The word "coral" marks the lines you need; copy each of them from the data.

Collected data:
/---
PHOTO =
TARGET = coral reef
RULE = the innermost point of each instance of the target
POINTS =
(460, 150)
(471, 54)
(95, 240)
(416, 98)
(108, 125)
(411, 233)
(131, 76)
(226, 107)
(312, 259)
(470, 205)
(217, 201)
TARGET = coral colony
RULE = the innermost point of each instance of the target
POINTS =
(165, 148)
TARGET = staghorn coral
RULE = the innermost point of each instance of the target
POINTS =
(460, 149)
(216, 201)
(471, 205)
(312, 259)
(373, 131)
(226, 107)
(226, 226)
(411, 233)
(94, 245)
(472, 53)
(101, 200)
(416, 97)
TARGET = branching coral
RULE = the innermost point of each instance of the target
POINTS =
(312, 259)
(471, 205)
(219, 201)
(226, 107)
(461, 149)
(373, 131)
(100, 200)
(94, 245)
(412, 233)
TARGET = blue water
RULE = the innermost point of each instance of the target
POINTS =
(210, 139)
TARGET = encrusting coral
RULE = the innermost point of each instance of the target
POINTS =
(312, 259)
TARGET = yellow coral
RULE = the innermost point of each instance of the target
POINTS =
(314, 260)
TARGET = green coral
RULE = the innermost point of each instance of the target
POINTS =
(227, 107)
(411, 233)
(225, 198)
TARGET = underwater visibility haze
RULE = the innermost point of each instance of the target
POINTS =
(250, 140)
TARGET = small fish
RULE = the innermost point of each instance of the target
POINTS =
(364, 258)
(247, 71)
\---
▶ [Completed task]
TARGET = coral reef
TARGET = coral colony
TARGET = staghorn coral
TARGET = branching coral
TARGET = encrusting coral
TARGET = yellow coral
TARGET = green coral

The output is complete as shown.